15 La disposition de la loi d’orientation et de programmation du ministère de la Justice 2023-2027 (LOPMJ) autorisant, dans le cadre d’une enquête ou d’une instruction, « l’activation à distance d’un appareil électronique [donc téléphone, ordinateur, montre ou voiture connectée, etc.], à l’insu ou sans le consentement de son propriétaire ou de son possesseur » pour permettre sa géolocalisation lorsqu’il s’agit de crimes ou délits punis d’au moins cinq ans d’emprisonnement a été déclarée conforme à la Constitution par le Conseil. En revanche, celui-ci a estimé que la même activation à distance pour permettre la captation de sons et d’images, donc que ces appareils électroniques puissent servir à filmer et écouter tout ce qu’ils pourraient capter, « lorsque la nature et la gravité des faits le justifient », était contraire au droit au respect de la vie privée en ce qu’elle était autorisée « non seulement pour les infractions les plus graves mais pour l’ensemble des infractions relevant de la délinquance ou de la criminalité organisées » (Décision n° 2023-855 DC du 16 nov. 2023, §68), ouvrant ainsi la porte à une telle possibilité pour les infractions « les plus graves » de cette catégorie.

##########

Problèmes à résoudre:
- a) Relevez tous les exemples d'appareils électroniques que le texte sur l'activation à distance donne entre crochets.
- b) Répondez à ces questions d'après le texte sur l'activation à distance :
(i) Quelle peine d'emprisonnement minimale les crimes ou délits doivent-ils encourir pour que la géolocalisation soit permise ?
(ii) À quelle date la décision n° 2023-855 DC a-t-elle été rendue ?
(iii) À quel droit le Conseil a-t-il jugé contraire l'activation à distance pour capter des sons et des images ?

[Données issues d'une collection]
##########

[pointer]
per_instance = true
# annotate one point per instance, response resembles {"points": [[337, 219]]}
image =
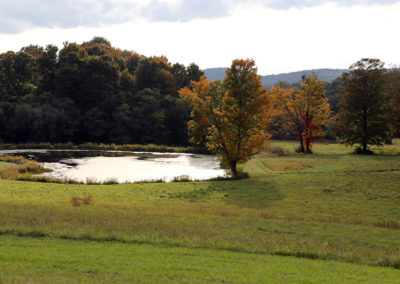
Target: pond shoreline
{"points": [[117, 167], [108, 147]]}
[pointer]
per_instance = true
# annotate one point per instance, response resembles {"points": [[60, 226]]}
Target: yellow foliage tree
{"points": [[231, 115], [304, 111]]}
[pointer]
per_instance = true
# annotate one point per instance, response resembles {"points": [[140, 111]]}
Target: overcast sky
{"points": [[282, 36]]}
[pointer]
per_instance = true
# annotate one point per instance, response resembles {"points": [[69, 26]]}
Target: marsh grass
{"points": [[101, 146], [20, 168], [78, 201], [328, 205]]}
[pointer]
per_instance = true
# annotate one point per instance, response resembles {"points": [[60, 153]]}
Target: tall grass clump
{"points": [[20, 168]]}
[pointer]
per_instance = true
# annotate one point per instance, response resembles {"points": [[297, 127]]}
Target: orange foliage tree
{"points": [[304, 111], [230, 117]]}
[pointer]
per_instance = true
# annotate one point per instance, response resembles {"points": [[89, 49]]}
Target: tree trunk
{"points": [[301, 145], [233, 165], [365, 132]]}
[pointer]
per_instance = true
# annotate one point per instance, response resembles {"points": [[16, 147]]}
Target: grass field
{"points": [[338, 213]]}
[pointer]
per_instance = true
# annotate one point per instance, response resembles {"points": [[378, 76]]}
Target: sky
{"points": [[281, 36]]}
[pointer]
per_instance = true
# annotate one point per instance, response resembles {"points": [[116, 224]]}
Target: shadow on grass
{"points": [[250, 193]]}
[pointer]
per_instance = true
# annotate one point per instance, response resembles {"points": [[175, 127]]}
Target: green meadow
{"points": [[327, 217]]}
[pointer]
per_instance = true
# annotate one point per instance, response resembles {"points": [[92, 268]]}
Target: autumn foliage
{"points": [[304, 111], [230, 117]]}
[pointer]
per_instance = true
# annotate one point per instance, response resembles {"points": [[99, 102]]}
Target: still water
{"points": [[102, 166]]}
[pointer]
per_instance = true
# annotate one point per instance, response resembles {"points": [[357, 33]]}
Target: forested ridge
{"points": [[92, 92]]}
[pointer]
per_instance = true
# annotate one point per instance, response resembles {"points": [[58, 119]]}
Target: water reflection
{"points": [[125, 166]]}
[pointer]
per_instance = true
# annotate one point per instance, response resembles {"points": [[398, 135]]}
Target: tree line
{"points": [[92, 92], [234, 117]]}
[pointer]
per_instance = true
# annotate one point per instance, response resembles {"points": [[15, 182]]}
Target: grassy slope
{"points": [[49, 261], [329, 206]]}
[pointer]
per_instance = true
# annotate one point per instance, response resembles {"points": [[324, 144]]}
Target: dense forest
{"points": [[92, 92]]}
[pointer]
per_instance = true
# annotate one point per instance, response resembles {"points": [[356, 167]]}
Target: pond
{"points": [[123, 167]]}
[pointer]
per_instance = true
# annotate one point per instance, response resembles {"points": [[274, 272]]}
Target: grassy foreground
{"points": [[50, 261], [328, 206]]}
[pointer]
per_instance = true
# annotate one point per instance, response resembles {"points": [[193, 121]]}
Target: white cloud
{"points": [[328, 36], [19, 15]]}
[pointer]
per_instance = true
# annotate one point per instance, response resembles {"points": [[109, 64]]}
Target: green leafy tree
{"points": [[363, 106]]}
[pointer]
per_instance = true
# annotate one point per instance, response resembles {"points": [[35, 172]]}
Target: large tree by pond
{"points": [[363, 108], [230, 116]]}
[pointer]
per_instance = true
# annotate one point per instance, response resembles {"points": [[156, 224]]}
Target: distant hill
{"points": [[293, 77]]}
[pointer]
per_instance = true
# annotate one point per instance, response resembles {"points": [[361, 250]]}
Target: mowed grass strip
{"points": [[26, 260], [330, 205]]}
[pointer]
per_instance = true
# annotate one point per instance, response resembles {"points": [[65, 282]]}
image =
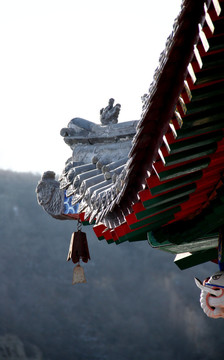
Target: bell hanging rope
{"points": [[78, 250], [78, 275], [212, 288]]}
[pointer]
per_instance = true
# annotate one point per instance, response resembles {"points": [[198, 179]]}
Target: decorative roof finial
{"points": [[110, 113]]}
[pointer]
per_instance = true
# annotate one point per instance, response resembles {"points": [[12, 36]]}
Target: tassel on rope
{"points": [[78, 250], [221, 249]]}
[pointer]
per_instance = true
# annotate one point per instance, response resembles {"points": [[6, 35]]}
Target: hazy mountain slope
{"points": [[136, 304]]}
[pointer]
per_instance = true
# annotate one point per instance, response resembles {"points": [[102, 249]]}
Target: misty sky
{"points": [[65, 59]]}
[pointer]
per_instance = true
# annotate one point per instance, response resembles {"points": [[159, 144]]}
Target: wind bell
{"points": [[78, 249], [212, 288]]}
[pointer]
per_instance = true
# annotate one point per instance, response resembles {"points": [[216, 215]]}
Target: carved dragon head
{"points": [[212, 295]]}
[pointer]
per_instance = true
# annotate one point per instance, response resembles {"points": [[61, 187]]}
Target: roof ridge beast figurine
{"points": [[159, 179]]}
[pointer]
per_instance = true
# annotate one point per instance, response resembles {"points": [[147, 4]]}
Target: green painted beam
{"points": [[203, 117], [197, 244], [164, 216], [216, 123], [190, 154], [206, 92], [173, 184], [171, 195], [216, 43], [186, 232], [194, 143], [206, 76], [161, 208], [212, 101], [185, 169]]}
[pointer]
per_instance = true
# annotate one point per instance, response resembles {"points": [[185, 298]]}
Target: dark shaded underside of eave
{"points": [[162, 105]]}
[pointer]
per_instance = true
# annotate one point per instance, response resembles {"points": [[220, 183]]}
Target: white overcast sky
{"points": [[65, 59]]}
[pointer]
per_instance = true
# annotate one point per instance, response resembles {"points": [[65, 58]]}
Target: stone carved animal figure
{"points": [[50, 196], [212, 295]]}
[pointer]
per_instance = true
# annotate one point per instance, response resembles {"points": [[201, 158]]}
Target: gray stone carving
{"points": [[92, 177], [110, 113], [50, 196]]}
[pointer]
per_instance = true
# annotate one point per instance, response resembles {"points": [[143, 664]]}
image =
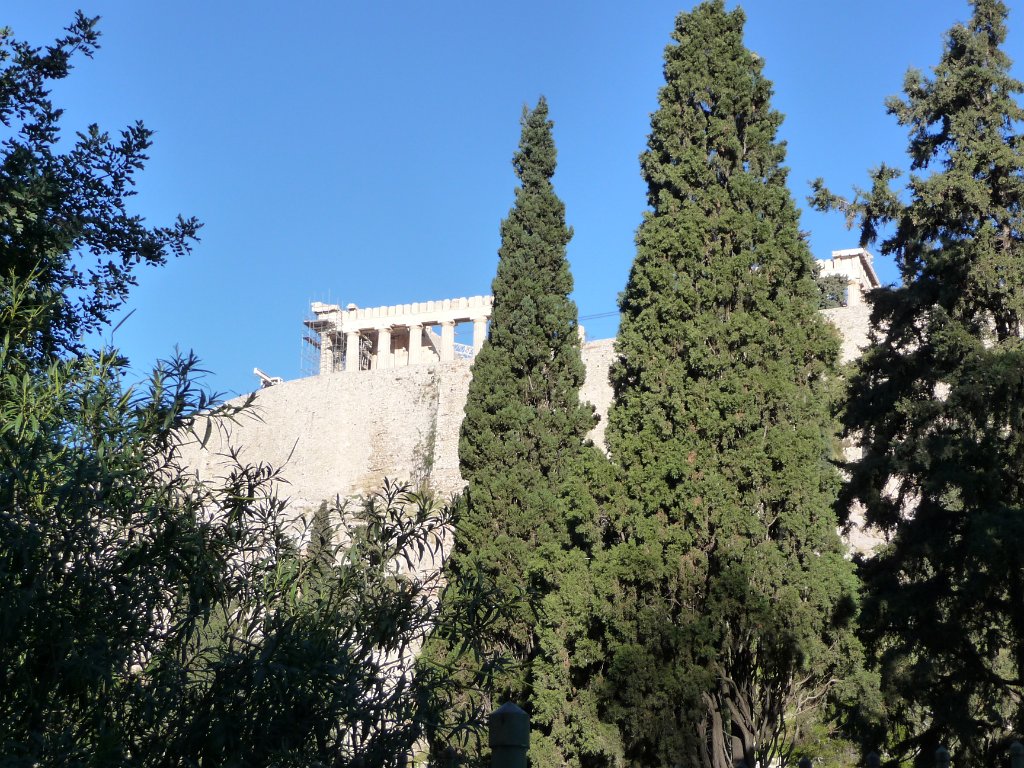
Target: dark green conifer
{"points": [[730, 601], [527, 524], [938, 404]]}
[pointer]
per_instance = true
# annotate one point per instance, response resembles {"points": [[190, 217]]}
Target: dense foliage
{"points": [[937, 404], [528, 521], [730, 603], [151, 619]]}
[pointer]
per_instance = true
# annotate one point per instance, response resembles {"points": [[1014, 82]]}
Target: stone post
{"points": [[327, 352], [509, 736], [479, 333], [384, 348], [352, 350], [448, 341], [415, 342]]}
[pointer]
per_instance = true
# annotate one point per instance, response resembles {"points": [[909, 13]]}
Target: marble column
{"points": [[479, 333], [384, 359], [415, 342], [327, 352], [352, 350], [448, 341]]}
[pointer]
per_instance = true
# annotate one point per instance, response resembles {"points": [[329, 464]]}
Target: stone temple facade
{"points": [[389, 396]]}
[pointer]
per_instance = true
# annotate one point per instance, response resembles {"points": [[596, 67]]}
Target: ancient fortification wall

##########

Corrigé par exercice:
- a) téléphone ; ordinateur ; montre ; voiture connectée

- b)
(i) Au moins cinq ans d'emprisonnement.
(ii) Le 16 novembre 2023.
(iii) Au droit au respect de la vie privée.